Here are some records; return them all exactly.

(Stored items)
────────────────────

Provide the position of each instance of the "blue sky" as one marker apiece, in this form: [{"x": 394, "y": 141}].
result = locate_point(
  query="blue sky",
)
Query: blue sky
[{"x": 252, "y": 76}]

────────────────────

*FINISHED EXERCISE:*
Provide the position of each instance of the "blue sky" as one marker apiece, in this form: [{"x": 394, "y": 141}].
result = locate_point(
  query="blue sky",
)
Query: blue sky
[{"x": 252, "y": 76}]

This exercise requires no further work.